*** Begin section ***

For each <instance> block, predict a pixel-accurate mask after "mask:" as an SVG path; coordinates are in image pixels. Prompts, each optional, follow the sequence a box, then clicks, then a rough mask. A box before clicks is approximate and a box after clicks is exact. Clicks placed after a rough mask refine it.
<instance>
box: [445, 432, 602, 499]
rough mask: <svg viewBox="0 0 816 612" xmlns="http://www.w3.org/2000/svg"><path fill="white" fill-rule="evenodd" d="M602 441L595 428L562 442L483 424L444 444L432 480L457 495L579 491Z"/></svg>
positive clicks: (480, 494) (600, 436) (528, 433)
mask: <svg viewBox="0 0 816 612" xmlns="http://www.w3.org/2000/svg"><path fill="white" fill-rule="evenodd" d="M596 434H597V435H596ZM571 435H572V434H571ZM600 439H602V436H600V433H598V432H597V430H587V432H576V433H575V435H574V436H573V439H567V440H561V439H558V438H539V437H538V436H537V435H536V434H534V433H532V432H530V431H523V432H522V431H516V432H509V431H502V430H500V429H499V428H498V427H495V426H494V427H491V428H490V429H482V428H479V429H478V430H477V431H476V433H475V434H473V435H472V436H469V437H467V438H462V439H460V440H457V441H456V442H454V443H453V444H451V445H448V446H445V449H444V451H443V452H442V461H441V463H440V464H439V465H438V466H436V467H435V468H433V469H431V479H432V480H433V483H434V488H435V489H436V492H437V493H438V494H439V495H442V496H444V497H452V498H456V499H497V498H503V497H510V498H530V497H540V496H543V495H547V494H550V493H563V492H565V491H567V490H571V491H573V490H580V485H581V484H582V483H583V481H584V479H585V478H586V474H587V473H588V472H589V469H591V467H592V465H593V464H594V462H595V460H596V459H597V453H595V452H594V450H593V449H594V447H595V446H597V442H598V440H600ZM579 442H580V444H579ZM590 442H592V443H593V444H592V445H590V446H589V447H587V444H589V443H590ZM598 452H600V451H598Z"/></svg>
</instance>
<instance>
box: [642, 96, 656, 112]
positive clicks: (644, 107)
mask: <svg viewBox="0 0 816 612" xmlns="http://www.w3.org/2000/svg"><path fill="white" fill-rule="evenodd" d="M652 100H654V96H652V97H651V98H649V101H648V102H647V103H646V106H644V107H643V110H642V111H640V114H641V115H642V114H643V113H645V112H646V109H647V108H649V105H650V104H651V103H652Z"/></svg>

*** End section ***

YOUR INSTRUCTIONS: Return an exact copy of the listing.

PROBLEM SOLUTION:
For each <instance> block, predict a pixel-accurate mask after "mask:" as an SVG path; coordinates are in image pixels. Prompts, each optional, follow the sequence a box, then clicks, then a rough mask. A box before clicks is approximate and a box after clicks is exact. Clicks placed after a rough mask refine it.
<instance>
box: [445, 432, 602, 499]
rough mask: <svg viewBox="0 0 816 612" xmlns="http://www.w3.org/2000/svg"><path fill="white" fill-rule="evenodd" d="M602 441L595 428L562 442L483 424L444 444L432 480L457 495L579 491Z"/></svg>
positive clicks: (480, 494) (600, 436) (528, 433)
mask: <svg viewBox="0 0 816 612" xmlns="http://www.w3.org/2000/svg"><path fill="white" fill-rule="evenodd" d="M596 434H597V435H596ZM571 435H572V434H571ZM600 439H602V436H600V433H598V432H597V430H587V432H576V433H575V435H574V436H573V439H567V440H561V439H558V438H539V437H538V436H537V435H536V434H534V433H532V432H530V431H523V432H522V431H516V432H509V431H502V430H500V429H499V428H498V427H495V426H494V427H491V428H490V429H482V428H479V429H478V430H477V431H476V433H475V434H473V435H472V436H469V437H467V438H462V439H460V440H457V441H456V442H454V443H453V444H451V445H448V446H445V449H444V451H443V452H442V461H441V463H440V464H439V465H438V466H436V467H435V468H433V469H431V479H432V480H433V483H434V488H435V489H436V492H437V493H438V494H439V495H442V496H444V497H452V498H456V499H497V498H503V497H510V498H530V497H540V496H543V495H547V494H550V493H563V492H565V491H567V490H571V491H573V490H580V485H581V484H582V483H583V481H584V479H585V478H586V474H587V473H588V472H589V469H591V467H592V465H593V464H594V462H595V460H596V459H597V453H595V452H594V450H593V449H594V447H595V446H597V442H598V440H600ZM579 442H580V444H579ZM590 442H592V443H593V444H592V445H590V446H589V447H587V444H589V443H590ZM598 452H600V451H598Z"/></svg>
</instance>
<instance>
box: [642, 96, 656, 112]
positive clicks: (644, 107)
mask: <svg viewBox="0 0 816 612" xmlns="http://www.w3.org/2000/svg"><path fill="white" fill-rule="evenodd" d="M652 100H654V96H652V97H651V98H649V101H648V102H647V103H646V106H644V107H643V110H642V111H640V114H641V115H642V114H643V113H645V112H646V109H647V108H649V105H650V104H651V103H652Z"/></svg>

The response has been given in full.